== EXCERPTED PASSAGE ==
=== Section Start ===
Dive Brief:
- Fogo de Chão has entered into a definitive agreement to be acquired by Bain Capital Private Equity, the company said Tuesday in a press release. Financial terms of the transaction were not shared.
- Funds affiliated with Rhône Capital have owned Fogo de Chão since 2018, when it bought the brand for $560 million and took it private.
- Bain Capital will help the company accelerate expansion. Under Rhône’s leadership, the company grew to 76 global locations and is in its third year of 15% annual growth.
Dive Insight:
With another private equity firm buying Fogo, its plans to go public will be on hold. This is a switch in strategy after it initially filed S-1 forms in 2021. That year, several other chains went public, including Krispy Kreme, Sweetgreen, and Dutch Bros.
In 2022, going public was a rare affair due to economic conditions and rising inflation. Public markets have become more accommodating since then, with a handful of chains going public during the first half of the year, including Cava and Gen Restaurant Group.
=== Section End ===
Entries taken from a collection
=== Section Start ===
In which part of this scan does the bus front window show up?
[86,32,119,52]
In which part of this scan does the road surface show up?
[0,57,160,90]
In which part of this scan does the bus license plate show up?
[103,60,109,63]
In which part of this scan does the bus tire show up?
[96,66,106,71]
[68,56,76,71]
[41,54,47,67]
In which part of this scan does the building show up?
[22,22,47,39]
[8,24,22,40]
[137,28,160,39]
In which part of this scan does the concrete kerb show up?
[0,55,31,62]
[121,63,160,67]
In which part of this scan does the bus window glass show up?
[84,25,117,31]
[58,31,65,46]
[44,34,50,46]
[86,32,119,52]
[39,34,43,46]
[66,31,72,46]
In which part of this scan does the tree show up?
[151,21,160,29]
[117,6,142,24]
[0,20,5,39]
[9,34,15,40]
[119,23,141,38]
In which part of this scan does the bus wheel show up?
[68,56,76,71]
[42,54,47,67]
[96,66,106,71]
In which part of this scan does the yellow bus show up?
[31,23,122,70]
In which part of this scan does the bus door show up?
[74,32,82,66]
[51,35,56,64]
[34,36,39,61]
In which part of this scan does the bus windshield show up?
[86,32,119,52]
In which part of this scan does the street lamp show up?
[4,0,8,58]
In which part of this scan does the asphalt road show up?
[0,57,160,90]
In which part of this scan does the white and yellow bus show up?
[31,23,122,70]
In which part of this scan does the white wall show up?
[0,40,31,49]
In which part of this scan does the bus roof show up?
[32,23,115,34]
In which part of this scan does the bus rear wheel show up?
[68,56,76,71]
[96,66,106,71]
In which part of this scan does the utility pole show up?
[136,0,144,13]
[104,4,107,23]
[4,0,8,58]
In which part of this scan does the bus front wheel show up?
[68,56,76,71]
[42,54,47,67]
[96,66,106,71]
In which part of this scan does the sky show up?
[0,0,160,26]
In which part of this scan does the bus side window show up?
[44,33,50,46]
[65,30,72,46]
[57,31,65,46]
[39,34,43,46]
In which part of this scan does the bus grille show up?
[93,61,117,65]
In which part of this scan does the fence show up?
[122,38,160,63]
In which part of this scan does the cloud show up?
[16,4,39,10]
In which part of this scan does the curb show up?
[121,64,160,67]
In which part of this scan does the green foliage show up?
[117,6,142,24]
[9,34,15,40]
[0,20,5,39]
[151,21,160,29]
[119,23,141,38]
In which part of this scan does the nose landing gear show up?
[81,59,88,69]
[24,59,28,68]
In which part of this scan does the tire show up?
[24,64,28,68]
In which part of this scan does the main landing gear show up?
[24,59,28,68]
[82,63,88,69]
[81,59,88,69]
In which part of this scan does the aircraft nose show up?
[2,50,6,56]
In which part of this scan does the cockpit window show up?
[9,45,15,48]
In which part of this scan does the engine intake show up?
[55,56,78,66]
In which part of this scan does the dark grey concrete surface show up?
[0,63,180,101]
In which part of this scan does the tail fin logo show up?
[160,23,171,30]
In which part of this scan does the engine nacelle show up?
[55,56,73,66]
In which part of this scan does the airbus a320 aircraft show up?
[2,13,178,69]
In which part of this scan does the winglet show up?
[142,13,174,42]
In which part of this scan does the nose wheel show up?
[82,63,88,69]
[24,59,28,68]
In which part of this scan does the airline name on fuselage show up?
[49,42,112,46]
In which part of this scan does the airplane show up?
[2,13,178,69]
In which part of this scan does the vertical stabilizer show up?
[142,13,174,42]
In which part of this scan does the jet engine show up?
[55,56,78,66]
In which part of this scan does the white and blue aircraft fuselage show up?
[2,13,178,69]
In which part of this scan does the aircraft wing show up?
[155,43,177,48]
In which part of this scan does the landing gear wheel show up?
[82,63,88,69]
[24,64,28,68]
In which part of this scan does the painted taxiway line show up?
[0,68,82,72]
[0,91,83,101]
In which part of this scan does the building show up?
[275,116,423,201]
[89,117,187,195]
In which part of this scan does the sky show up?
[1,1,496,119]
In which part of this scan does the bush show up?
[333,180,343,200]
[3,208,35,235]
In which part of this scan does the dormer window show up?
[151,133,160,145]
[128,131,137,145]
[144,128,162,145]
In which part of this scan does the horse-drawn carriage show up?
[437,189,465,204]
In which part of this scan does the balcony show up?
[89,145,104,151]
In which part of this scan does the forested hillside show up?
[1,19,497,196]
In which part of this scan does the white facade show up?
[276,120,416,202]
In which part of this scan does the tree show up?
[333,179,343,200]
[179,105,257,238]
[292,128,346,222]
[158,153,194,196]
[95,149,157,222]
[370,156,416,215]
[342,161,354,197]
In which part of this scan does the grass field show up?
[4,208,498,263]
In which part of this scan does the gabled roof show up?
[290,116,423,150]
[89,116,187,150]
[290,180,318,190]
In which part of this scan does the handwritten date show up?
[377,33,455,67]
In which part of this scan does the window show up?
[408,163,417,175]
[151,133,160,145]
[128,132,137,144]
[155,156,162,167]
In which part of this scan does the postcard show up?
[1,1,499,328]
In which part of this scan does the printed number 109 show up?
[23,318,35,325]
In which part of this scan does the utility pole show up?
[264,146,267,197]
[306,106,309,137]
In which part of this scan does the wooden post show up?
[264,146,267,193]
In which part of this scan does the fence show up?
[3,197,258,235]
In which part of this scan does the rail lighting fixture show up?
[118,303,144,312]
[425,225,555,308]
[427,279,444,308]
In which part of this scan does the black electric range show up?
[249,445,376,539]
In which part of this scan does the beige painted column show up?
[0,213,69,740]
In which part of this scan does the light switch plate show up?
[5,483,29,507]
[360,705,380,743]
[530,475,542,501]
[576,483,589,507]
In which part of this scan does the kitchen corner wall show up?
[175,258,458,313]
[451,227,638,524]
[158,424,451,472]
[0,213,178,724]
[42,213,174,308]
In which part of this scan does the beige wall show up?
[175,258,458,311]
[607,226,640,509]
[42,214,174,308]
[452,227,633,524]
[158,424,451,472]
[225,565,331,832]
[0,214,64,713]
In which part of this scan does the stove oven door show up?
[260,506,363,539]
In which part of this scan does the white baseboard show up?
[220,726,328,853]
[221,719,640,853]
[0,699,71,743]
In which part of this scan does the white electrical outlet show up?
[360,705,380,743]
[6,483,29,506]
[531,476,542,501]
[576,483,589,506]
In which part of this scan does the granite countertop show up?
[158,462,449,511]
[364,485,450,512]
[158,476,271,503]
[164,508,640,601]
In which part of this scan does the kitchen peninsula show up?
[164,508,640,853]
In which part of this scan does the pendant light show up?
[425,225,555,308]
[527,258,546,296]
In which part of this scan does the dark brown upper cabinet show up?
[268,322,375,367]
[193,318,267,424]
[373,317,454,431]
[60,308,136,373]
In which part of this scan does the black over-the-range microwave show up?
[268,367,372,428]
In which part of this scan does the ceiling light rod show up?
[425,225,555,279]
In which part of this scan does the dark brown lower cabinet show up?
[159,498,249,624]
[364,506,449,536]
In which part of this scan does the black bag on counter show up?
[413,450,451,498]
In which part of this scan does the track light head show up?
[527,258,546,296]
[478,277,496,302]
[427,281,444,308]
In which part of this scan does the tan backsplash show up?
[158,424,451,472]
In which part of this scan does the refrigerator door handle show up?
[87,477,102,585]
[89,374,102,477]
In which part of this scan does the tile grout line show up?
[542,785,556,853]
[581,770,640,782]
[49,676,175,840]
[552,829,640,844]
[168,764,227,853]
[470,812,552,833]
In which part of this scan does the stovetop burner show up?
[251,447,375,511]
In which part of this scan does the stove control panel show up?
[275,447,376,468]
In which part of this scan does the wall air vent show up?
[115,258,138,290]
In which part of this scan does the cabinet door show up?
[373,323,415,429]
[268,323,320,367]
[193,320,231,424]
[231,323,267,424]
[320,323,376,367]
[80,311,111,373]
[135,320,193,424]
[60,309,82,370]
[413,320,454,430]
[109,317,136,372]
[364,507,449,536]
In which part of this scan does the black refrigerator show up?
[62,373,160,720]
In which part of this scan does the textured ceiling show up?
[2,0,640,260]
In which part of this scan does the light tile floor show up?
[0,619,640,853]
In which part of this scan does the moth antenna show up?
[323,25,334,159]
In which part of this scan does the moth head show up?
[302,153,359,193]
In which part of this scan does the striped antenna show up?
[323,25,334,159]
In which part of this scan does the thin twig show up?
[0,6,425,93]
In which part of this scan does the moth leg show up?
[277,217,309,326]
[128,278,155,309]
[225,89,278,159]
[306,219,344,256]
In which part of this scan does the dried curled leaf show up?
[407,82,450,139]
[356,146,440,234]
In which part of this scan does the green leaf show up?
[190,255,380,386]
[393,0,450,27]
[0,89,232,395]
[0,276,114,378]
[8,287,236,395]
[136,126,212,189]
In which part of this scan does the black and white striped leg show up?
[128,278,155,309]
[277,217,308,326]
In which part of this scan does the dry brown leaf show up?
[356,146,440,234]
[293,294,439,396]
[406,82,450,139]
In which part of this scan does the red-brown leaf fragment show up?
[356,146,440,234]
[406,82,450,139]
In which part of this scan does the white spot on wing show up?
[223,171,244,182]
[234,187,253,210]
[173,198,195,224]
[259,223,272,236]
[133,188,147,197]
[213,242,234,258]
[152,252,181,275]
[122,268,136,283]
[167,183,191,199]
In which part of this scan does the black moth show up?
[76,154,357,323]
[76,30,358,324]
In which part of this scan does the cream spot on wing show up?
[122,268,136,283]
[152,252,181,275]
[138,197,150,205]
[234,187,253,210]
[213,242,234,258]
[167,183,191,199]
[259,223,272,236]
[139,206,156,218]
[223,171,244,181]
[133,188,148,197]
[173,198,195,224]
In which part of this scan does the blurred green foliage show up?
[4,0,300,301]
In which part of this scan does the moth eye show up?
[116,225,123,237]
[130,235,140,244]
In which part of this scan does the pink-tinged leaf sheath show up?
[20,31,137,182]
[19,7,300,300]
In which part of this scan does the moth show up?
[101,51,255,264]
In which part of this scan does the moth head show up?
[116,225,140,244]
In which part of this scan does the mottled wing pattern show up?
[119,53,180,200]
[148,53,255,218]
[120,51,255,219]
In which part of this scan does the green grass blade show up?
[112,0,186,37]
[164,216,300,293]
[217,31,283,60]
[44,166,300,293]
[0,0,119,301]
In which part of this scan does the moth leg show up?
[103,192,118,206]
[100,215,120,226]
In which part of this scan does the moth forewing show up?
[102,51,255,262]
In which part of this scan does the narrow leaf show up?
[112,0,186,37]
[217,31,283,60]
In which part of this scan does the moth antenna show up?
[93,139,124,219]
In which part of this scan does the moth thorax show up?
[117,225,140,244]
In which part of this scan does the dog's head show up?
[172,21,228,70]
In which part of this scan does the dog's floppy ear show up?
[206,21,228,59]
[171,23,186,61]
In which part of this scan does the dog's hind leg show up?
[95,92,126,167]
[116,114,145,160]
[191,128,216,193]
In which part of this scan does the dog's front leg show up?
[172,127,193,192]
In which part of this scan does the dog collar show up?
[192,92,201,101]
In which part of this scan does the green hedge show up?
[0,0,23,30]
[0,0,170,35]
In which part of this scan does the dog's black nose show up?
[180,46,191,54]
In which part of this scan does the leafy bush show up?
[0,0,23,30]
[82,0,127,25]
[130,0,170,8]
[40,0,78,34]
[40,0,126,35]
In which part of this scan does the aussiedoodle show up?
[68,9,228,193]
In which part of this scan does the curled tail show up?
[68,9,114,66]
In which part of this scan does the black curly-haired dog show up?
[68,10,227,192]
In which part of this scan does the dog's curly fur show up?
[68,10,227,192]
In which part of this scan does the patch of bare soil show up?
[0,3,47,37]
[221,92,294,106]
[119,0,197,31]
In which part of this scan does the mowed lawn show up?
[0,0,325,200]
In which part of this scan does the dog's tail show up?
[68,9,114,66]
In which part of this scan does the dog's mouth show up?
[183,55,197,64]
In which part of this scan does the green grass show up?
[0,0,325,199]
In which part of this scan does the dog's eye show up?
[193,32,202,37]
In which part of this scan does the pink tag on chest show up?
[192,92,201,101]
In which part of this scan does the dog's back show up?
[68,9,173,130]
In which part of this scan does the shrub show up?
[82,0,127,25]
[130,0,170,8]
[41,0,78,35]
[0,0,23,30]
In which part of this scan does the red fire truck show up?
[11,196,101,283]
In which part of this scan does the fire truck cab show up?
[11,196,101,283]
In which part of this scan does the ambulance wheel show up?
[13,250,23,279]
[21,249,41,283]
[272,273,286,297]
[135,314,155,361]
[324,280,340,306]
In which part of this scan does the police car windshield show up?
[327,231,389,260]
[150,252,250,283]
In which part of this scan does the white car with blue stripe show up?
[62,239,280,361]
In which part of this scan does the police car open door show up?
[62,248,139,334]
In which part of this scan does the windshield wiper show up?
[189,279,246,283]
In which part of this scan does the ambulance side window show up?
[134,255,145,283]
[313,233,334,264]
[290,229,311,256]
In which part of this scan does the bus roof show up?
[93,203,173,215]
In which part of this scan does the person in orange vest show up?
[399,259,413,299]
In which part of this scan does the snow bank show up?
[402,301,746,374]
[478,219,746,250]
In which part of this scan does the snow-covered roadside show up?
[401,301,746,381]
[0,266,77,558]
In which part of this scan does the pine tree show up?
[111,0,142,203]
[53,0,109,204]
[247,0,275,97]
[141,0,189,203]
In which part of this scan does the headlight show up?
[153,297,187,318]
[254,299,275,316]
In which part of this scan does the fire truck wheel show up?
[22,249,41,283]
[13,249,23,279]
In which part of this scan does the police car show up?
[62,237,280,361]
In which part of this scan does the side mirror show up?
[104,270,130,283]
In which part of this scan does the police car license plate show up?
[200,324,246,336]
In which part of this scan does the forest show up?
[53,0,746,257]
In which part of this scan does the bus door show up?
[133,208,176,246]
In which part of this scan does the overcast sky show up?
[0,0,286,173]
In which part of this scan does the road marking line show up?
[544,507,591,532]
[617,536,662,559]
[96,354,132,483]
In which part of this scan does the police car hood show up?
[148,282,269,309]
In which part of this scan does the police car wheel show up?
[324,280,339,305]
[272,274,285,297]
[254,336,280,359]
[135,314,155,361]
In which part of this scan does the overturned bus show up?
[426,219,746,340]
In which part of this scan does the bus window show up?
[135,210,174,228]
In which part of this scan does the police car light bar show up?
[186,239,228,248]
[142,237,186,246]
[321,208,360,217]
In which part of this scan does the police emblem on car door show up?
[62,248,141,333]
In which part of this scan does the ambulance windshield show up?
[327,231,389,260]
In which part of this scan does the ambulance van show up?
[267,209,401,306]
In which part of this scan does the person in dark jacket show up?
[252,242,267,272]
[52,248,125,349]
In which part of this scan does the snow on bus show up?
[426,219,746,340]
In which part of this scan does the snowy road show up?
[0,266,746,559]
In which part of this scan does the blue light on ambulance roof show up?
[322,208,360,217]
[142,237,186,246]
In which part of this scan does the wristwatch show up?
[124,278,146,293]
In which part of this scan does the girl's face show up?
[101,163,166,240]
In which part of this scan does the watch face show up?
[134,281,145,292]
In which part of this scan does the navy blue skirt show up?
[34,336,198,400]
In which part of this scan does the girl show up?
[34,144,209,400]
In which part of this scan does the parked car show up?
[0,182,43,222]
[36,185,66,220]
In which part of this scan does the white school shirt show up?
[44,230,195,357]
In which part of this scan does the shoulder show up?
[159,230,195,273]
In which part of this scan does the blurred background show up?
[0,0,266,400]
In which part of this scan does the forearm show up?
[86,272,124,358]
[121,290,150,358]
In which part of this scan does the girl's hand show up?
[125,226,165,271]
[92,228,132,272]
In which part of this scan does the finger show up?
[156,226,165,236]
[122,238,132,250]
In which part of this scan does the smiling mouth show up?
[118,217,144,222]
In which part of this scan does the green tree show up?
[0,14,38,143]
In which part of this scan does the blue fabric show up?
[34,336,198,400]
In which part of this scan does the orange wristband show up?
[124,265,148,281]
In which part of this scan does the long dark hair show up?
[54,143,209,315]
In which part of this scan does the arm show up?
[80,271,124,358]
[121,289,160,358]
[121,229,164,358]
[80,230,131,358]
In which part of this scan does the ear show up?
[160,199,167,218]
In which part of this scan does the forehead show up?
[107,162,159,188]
=== Section End ===
== WORK INSTRUCTIONS ==
Which restaurant chains does the Fogo de Chão news brief above name as having gone public?

== ANSWER FOR THIS EXERCISE ==
Krispy Kreme, Sweetgreen, Dutch Bros, Cava, Gen Restaurant Group